[Problem to work on]: This exercise calls for retyping every line below exactly, with the images omitted.

[Dataset]:
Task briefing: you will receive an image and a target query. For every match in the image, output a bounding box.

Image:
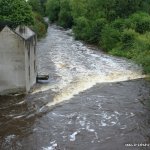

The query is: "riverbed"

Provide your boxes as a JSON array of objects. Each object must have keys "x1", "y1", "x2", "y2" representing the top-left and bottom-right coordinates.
[{"x1": 0, "y1": 25, "x2": 150, "y2": 150}]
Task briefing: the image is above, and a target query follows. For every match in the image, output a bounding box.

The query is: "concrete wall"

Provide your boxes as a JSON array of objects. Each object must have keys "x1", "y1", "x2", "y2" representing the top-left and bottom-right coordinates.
[
  {"x1": 0, "y1": 27, "x2": 26, "y2": 93},
  {"x1": 30, "y1": 40, "x2": 37, "y2": 86},
  {"x1": 24, "y1": 37, "x2": 37, "y2": 92}
]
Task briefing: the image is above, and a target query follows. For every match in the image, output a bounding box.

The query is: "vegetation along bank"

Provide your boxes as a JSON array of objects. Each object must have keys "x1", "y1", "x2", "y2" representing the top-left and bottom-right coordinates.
[{"x1": 46, "y1": 0, "x2": 150, "y2": 74}]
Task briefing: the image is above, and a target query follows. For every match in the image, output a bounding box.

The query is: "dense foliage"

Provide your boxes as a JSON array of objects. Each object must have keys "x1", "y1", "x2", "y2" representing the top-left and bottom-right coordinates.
[
  {"x1": 46, "y1": 0, "x2": 150, "y2": 74},
  {"x1": 28, "y1": 0, "x2": 47, "y2": 16},
  {"x1": 0, "y1": 0, "x2": 48, "y2": 38},
  {"x1": 0, "y1": 0, "x2": 34, "y2": 28},
  {"x1": 28, "y1": 0, "x2": 48, "y2": 38},
  {"x1": 31, "y1": 12, "x2": 48, "y2": 38},
  {"x1": 28, "y1": 0, "x2": 44, "y2": 15}
]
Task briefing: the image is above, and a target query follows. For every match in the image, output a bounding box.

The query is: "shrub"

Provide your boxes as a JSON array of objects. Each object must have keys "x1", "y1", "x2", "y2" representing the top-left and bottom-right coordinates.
[
  {"x1": 31, "y1": 12, "x2": 48, "y2": 38},
  {"x1": 133, "y1": 32, "x2": 150, "y2": 52},
  {"x1": 109, "y1": 48, "x2": 135, "y2": 59},
  {"x1": 0, "y1": 0, "x2": 34, "y2": 28},
  {"x1": 46, "y1": 0, "x2": 60, "y2": 22},
  {"x1": 58, "y1": 0, "x2": 73, "y2": 28},
  {"x1": 121, "y1": 29, "x2": 137, "y2": 50},
  {"x1": 73, "y1": 16, "x2": 91, "y2": 41},
  {"x1": 28, "y1": 0, "x2": 44, "y2": 16},
  {"x1": 100, "y1": 25, "x2": 121, "y2": 51},
  {"x1": 134, "y1": 52, "x2": 150, "y2": 74},
  {"x1": 111, "y1": 18, "x2": 128, "y2": 31},
  {"x1": 129, "y1": 12, "x2": 150, "y2": 34},
  {"x1": 89, "y1": 18, "x2": 107, "y2": 44}
]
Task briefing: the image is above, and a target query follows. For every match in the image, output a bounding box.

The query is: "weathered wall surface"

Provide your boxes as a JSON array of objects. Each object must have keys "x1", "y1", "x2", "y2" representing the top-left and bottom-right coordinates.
[
  {"x1": 24, "y1": 38, "x2": 37, "y2": 92},
  {"x1": 0, "y1": 27, "x2": 25, "y2": 93},
  {"x1": 30, "y1": 41, "x2": 37, "y2": 86}
]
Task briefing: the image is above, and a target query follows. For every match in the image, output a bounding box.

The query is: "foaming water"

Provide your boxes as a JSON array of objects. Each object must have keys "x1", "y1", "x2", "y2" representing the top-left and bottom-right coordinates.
[
  {"x1": 46, "y1": 73, "x2": 144, "y2": 107},
  {"x1": 35, "y1": 25, "x2": 145, "y2": 107}
]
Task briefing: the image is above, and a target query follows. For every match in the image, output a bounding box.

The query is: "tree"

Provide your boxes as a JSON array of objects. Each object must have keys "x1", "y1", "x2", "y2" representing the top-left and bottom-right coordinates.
[
  {"x1": 28, "y1": 0, "x2": 43, "y2": 14},
  {"x1": 58, "y1": 0, "x2": 73, "y2": 28},
  {"x1": 71, "y1": 0, "x2": 88, "y2": 19},
  {"x1": 114, "y1": 0, "x2": 143, "y2": 18},
  {"x1": 46, "y1": 0, "x2": 60, "y2": 22},
  {"x1": 0, "y1": 0, "x2": 34, "y2": 28},
  {"x1": 40, "y1": 0, "x2": 48, "y2": 15},
  {"x1": 28, "y1": 0, "x2": 49, "y2": 16}
]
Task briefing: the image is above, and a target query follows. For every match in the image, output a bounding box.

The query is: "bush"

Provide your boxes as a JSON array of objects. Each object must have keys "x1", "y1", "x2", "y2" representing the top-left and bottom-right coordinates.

[Written solution]:
Task briefing: you will receive an image and a target query. For every match in the image, output a bounding box.

Image:

The query is: "riverbed"

Provide your boxes as a JSON array of objects. Each object must have keys "x1", "y1", "x2", "y2" representing the top-left and bottom-right coordinates.
[{"x1": 0, "y1": 25, "x2": 150, "y2": 150}]
Task briefing: the image is above, and a target query follows. For every match in the image, output a bounding box.

The query is: "concrete wall"

Provide your boxes as a JSON array of objects. Each object must have keys "x1", "y1", "x2", "y2" representing the top-left and bottom-right coordinates.
[
  {"x1": 0, "y1": 27, "x2": 26, "y2": 93},
  {"x1": 30, "y1": 40, "x2": 37, "y2": 86},
  {"x1": 24, "y1": 37, "x2": 37, "y2": 92}
]
Task briefing: the image is above, and a target query follows. For every match in the image, output a bounding box.

The query is: "vegetation along bank"

Provide your boxes as a JSON array of objects. Each object must have keys "x1", "y1", "x2", "y2" representing the top-left and bottom-right coordinates.
[{"x1": 46, "y1": 0, "x2": 150, "y2": 74}]
Task briefing: the image is above, and a target query follows. For every match in the image, output a bounding box.

The query is: "dense foliage"

Provide your boxes as a JSON array of objects. Each object must have keys "x1", "y1", "x2", "y2" representing the top-left and bottom-right coordinates.
[
  {"x1": 46, "y1": 0, "x2": 150, "y2": 74},
  {"x1": 28, "y1": 0, "x2": 47, "y2": 16},
  {"x1": 0, "y1": 0, "x2": 48, "y2": 38},
  {"x1": 0, "y1": 0, "x2": 34, "y2": 28},
  {"x1": 28, "y1": 0, "x2": 48, "y2": 38},
  {"x1": 31, "y1": 12, "x2": 48, "y2": 38},
  {"x1": 28, "y1": 0, "x2": 44, "y2": 15}
]
Task briefing: the image is above, and a target query follows. For every match in the image, output a bounding box.

The query is: "shrub"

Provide your boxes as a JSON array of objects. Each object must have keys "x1", "y1", "x2", "y2" representing the top-left and bottom-right coordinates.
[
  {"x1": 31, "y1": 12, "x2": 48, "y2": 38},
  {"x1": 133, "y1": 32, "x2": 150, "y2": 52},
  {"x1": 109, "y1": 48, "x2": 135, "y2": 59},
  {"x1": 0, "y1": 0, "x2": 34, "y2": 28},
  {"x1": 46, "y1": 0, "x2": 60, "y2": 22},
  {"x1": 58, "y1": 0, "x2": 73, "y2": 28},
  {"x1": 121, "y1": 29, "x2": 137, "y2": 50},
  {"x1": 73, "y1": 16, "x2": 91, "y2": 41},
  {"x1": 28, "y1": 0, "x2": 44, "y2": 16},
  {"x1": 100, "y1": 25, "x2": 121, "y2": 51},
  {"x1": 134, "y1": 52, "x2": 150, "y2": 74},
  {"x1": 111, "y1": 18, "x2": 128, "y2": 31},
  {"x1": 129, "y1": 12, "x2": 150, "y2": 34},
  {"x1": 89, "y1": 18, "x2": 107, "y2": 44}
]
Task briefing: the image is above, and a target query follows. For every match in the image, output a bounding box.

The query is: "weathered wall surface"

Provide your boxes as a JSON array of objects. Each object must have keys "x1", "y1", "x2", "y2" representing the top-left and bottom-right coordinates.
[
  {"x1": 24, "y1": 38, "x2": 37, "y2": 92},
  {"x1": 0, "y1": 27, "x2": 25, "y2": 93},
  {"x1": 30, "y1": 41, "x2": 37, "y2": 86}
]
Task briefing: the image is above, and a target query follows. For every match in the image, output a bounding box.

The query is: "foaming water"

Provide your boxes as a JSON array of objects. Each object must have keys "x1", "y1", "x2", "y2" representing the top-left and bottom-right coordinates.
[
  {"x1": 46, "y1": 73, "x2": 144, "y2": 107},
  {"x1": 35, "y1": 25, "x2": 145, "y2": 107}
]
Task briefing: the image is above, and a target query follows. For every match in the image, output a bounding box.

The query is: "tree"

Provide your boxes as a JSON array of objects. Each object must have keys "x1", "y1", "x2", "y2" representing the top-left and bottom-right coordinates.
[
  {"x1": 28, "y1": 0, "x2": 43, "y2": 14},
  {"x1": 58, "y1": 0, "x2": 73, "y2": 28},
  {"x1": 71, "y1": 0, "x2": 88, "y2": 19},
  {"x1": 114, "y1": 0, "x2": 143, "y2": 18},
  {"x1": 46, "y1": 0, "x2": 60, "y2": 22},
  {"x1": 0, "y1": 0, "x2": 34, "y2": 28},
  {"x1": 40, "y1": 0, "x2": 48, "y2": 15},
  {"x1": 28, "y1": 0, "x2": 49, "y2": 16}
]
Task briefing: the image is above, and a target query follows. For every match in the image, output a bounding box.

The query is: "bush"

Provide your boxes as a JSON array of objects. Each object must have keys "x1", "y1", "x2", "y2" representing the top-left and bottom-right coordinates.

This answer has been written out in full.